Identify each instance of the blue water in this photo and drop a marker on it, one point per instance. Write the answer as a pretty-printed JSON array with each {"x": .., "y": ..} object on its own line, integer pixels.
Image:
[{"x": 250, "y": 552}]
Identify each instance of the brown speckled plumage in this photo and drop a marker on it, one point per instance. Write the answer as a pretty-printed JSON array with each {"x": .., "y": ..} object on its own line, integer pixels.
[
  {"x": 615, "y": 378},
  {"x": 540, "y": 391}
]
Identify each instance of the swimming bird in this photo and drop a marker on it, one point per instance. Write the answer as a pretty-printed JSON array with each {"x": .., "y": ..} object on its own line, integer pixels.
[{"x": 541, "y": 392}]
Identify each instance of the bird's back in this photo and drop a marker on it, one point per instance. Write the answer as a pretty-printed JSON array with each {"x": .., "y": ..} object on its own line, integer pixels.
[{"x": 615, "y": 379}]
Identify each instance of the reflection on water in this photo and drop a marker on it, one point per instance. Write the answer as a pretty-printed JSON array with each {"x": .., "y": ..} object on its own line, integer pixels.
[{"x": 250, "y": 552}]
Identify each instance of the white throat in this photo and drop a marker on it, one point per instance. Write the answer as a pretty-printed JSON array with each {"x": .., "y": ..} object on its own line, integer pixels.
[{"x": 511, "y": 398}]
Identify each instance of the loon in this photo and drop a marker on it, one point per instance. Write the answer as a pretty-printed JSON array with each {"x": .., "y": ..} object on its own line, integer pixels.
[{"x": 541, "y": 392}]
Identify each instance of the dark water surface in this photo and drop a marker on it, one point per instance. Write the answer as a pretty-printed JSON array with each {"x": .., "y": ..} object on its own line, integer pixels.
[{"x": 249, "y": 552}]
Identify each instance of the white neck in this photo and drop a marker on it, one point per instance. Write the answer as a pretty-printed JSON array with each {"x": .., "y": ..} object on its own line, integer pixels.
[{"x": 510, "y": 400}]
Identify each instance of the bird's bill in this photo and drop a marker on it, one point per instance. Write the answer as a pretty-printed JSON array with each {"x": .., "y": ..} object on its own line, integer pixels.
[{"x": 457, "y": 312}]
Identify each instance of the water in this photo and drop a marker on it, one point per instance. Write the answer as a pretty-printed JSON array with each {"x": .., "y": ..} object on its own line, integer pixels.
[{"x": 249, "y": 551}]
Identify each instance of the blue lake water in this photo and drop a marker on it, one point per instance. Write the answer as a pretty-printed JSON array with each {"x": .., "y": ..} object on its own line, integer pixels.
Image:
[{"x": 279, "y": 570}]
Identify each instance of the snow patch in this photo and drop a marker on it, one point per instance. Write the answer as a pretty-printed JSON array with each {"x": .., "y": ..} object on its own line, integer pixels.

WHAT IS BEING ASKED: Find every line above that contains the word "blue", and return each one.

RESPONSE TO THE EXERCISE:
Identify each instance of the blue water in this photo and drop a marker on it, one point per instance. Write the answer as a pretty-printed JSON array with each {"x": .., "y": ..} object on its own line, integer pixels.
Identify each instance of the blue lake water in this photo and drop a marker on it, one point per instance. Write the answer as a pretty-printed JSON array with each {"x": .., "y": ..} object on its own line, integer pixels.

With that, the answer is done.